本题任务: 请写出阅读材料中署名的全部作者姓名。

阅读材料:
────────────────

基于多尺度特征融合的遥感图像小目标检测

马梁; 苟于涛; 雷涛; 靳雷; 宋怡萱

doi:10.12086/oee.2022.210363

基于多尺度特征融合的遥感图像小目标检测

- 1.
  中国科学院光电探测技术研究室，四川成都 610209
- 2.
  中国科学院光电技术研究所，四川成都 610209
- 3.
  中国科学院大学，北京 100049

详细信息

作者简介:
马梁(1997-)，男，硕士，主要从事基于深度学习的目标检测的研究。E-mail: ml3318276387@163.com;

苟于涛(1997-)，男，硕士，主要从事基于深度学习的目标检测和多模图像融合识别的研究。E-mail: gouyutao19@163.com;

【通信作者】雷涛(1981-)，男，博士，研究员，主要从事基于传统方法及深度学习技术的图像处理与分析、复杂场景下目标检测识别与跟踪等方面的研究。E-mail: taoleiyan@ioe.ac.cn

通讯作者: 雷涛，taoleiyan@ioe.ac.cn

中图分类号: TP751

收稿日期: 2021-11-15

修回日期: 2022-01-06

刊出日期: 2022-04-25

Small object detection based on multi-scale feature fusion using remote sensing images

- 1.
  Photoelectric Detection Technology Laboratory, Chinese Academy of Sciences, Chengdu, Sichuan 610209, China
- 2.
  Institute of Optics and Electronics, Chinese Academy of Sciences, Chengdu, Sichuan 610209, China
- 3.
  University of Chinese Academy of Sciences, Beijing 100049, China

More Information

Corresponding author: taoleiyan@ioe.ac.cn

Received Date 15 November 2021

Revised Date 06 January 2022

Published Date 25 April 2022

摘要

摘要:
本文提出了一种鲁棒的基于多尺度特征融合的遥感图像小目标检测方法。考虑到常用的特征提取网络参数量庞大，过多的下采样可能导致小目标消失，同时基于自然图像的预训练模型直接应用到遥感图像中可能存在特征鸿沟。因此，根据数据集中所有目标尺寸的分布情况(即：先验知识)，首先提出了一种基于动态选择机制的轻量化特征提取模块，它允许每个神经元依据目标的不同尺度自适应地分配用于检测的感受野大小并快速从头训练模型。其次，不同尺度特征所反应的信息量各不相同且各有侧重，因此提出了基于自适应特征加权融合的FPN (feature pyramid networks)模块，它利用分组卷积的方式对所有特征通道分组且组间互不影响，从而增加图像特征表达的准确性。另外，深度学习需要大量数据驱动，由于遥感小目标数据集匮乏，自建了一个遥感飞机小目标数据集，并对DOTA数据集中的飞机和小汽车目标做处理，使其尺寸分布满足小目标检测的任务。实验结果表明，与大多数主流检测方法对比，本文方法在DOTA和自建数据集上取得了更好的结果。

────────────────

所给数据:
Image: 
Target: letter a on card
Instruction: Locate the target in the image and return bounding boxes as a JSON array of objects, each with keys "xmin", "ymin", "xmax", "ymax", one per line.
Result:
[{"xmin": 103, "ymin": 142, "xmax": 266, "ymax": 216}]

────────────────

参考答案: 马梁、苟于涛、雷涛、靳雷、宋怡萱